### Source text:
· · ·
I see parents do it with their kids in college:  by calling their kid every day and "checking in on them," they make their presence--and their expectations--constantly clear.  That's supposed to "motivate" the kid.  Other parents try to give advice on every topic under the sun to their kids, fully expecting the children to follow that advice to the letter.  This is called micromanaging, though, and it's usually more indicative of the parent's fear of failing the other person than it is of the kid's need for such constant input.

We simply fear being out of control.  We fear watching things and events spiral out of control, harming us and those people we love.  We fear facing a situation in which we have no control, and we fear situations reaching that point, so we try to "make sure" that nothing in our lives ever gets that far.

This fear, though, comes from a lack of confidence or faith in life and in God, whatever you perceive God to be.  Life has been going on for many, many years without our input, and it's been going along fine.  In fact, it seems clear that life has a harder time doing its thing the more we interfere with it.

We're not willing to let the river flow as it will--we want to make sure that we control the amount of water that's flowing, the direction in which it flows, and when it stops and starts flowing.  If we can do that, we can make sure that the river never will overflow its banks, and we can be sure that no one will be hurt by the river.

But the river's not under our control.  Our kids' lives aren't under our control.  My spouse's life isn't under my control, nor is my neighbor's nor my father's or mother's.  When I try to control them and fail at it--as I ultimately must--I'm building frustration and aggravation into my life as well as theirs.

It's admirable to want to save other people pain and suffering and aggravation.  But their lives are up to them, and it's not my responsibility to control them.  I can be there to help when I'm asked for help, but if I interfere without asking, I'm not doing anybody any good at all.
· · ·
### Data entries:
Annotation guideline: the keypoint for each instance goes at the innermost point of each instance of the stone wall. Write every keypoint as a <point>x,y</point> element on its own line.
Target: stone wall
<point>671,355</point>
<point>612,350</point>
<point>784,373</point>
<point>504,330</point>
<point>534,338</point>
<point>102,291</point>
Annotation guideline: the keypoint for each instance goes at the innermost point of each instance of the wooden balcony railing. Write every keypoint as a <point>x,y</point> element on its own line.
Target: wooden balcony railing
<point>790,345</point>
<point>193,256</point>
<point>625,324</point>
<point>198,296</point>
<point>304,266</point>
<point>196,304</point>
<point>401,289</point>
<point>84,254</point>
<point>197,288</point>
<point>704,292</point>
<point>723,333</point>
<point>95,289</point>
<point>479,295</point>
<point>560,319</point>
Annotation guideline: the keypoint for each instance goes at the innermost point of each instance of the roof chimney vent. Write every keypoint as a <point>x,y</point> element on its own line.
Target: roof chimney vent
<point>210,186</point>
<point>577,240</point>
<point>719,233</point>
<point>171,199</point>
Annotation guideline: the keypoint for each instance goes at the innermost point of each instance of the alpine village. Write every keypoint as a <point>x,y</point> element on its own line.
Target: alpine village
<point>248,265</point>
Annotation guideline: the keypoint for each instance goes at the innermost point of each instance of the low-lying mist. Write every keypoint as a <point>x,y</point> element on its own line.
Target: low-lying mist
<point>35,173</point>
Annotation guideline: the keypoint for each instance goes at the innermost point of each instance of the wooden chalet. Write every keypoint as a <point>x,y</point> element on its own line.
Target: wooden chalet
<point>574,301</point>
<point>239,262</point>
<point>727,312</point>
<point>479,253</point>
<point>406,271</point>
· · ·
### Requirements:
1 > Answer these questions about the essay on trying to control others:
(a) How do some parents make their presence and expectations constantly clear to their kids in college?
(b) What does the essay say the fear of being out of control comes from?
(c) When does the writer say they can be there to help?
2 > Go on with the essay about trying to control others, picking up after its final sentence.

### Solved problems:
1 >
(a) By calling their kid every day and "checking in on them."
(b) A lack of confidence or faith in life and in God, whatever you perceive God to be.
(c) When they are asked for help.

2 >
Trying to control life is a losing battle from the beginning.  It's important that we step back and see whether our influence (not control) may be helpful or useful in a given situation, but if we constantly try to make sure that everything turns out fine, we will fail time and time again.  Isn't it important to use our strength and power in situations in which we truly do have influence (in our jobs and relationships, for example, focused on our own actions) rather than in ways that are doomed to be wastes of that energy?

  

Ask not that events should happen as you will,
but let your will be that events should
happen as they do, and you shall have peace.

Epictetus

   

  
Remember this:  When the uncontrollable things or people in our lives
are making us miserable, it is because we allow them to do that to us.
They can’t keep us on that roller coaster if we decide to get off.
How do you get off?  By choice, by a decision of your will, by much prayer,
and by the power of God’s Spirit within you.  It takes determination
on your part, but if you don’t let God supply the power,
you’re not likely to be able to do it.

Mary Whelchel
   

The sun will set without your assistance.

The Talmud

 

If you want to run the show, God will let you.  If you want to pull all
the strings, that’s up to you.  If you want to insist that what you
are doing is the way it should be done, even when you are not
getting anywhere, go right ahead.  God will let you run yourself ragged,
if you choose to do so.  Unfortunately, you may not always be aware that
you are in God’s way. . . . God has no need to prove to you what God can do.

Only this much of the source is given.